**SELECTED EXTRACT:**
---

WIPO Arbitration and Mediation Center
ADMINISTRATIVE PANEL DECISION
Chardee, Inc. d/b/A Sea Lake Yacht Sales v. Digicad
Case No. D2007-0505
1. The Parties
The Complainant is Chardee, Inc. d/b/a Sea Lake Yacht Sales, Kemah, Texas, United States of America, represented by Watkins & Watkins, Houston, Texas, United States of America.
The Respondent is Digicad, Xavier Varela, Houston, Texas, United States of America, represented by Leyh & Payne, LLC, Houston, Texas, United States of America.
2. The Domain Name and Registrar
The disputed domain name <sealakeyachts.com> is registered with AAAQ.com, Inc.
3. Procedural History
The Complaint was filed with the WIPO Arbitration and Mediation Center (the “Center”) on April 2, 2007. On April 4, 2007, the Center transmitted by email to AAAQ.com, Inc. a request for registrar verification in connection with the domain name at issue. On April 11, 2007, AAAQ.com, Inc. transmitted by email to the Center its verification response confirming that the Respondent is listed as the registrant and providing the contact details for the administrative, billing, and technical contact. The Center verified that the Complaint satisfied the formal requirements of the Uniform Domain Name Dispute Resolution Policy (the “Policy”), the Rules for Uniform Domain Name Dispute Resolution Policy (the “Rules”), and the WIPO Supplemental Rules for Uniform Domain Name Dispute Resolution Policy (the “Supplemental Rules”).
In accordance with the Rules, paragraphs 2(a) and 4(a), the Center formally notified the Respondent of the Complaint, and the proceedings commenced on April 16, 2007. In accordance with the Rules, paragraph 5(a), the due date for Response was May 6, 2007. The Response was filed with the Center on May 7, 2007.
The Center appointed William R. Towns as the sole panelist in this matter on June 1, 2007. The Panel finds that it was properly constituted. The Panel has submitted the Statement of Acceptance and Declaration of Impartiality and Independence, as required by the Center to ensure compliance with the Rules, paragraph 7.
On June 12, 2007, the Panel issued an Administrative Procedural Order inviting the Complainant to submit further evidence to support its claim of common law trademark rights in Sea Lake Yachts. The Complainant submitted a Supplemental Statement and Annexes on June 19, 2007. The Respondent was afforded an opportunity to submit a supplemental response, but did not do so.
A related lawsuit commenced by the Complainant against the Respondent presently is pending in the 133rd Judicial District Court of Harris County, Texas, styled Chardee, Inc. d/b/a Sea Lake Yacht Sales v. Digicad and Xavier Varela.
4. Factual Background
The Complainant is in the yacht brokerage business. The Complainant does business as Sea Lake Yacht Sales, and has done so continuously since 1975. The Complainant maintains a commercial website on the Internet to which the disputed domain name <sealakeyachts.com> resolves.
There is no disagreement that the disputed domain name was registered for use with the Complainant’s website. The Respondent developed the Complainant’s website, and subsequently maintained and provided Internet and email services to the Complainant in association with the website for a monthly fee. The disputed domain name has always been used with the Complainant’s website; however, the Respondent registered the disputed domain in its own name.

---

(Pointing dataset excerpts)
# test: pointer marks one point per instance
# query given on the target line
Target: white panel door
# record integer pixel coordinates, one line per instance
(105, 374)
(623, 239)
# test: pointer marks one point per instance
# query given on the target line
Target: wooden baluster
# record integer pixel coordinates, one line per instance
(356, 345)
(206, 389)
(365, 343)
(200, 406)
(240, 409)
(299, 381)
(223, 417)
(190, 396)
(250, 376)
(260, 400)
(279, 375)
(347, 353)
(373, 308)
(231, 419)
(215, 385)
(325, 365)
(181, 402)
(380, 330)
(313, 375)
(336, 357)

---

**DESCRIPTION OF THE TASK:** According to the panel decision, since what year has the Complainant done business as Sea Lake Yacht Sales?

**RESPONSE BELOW:** Since 1975.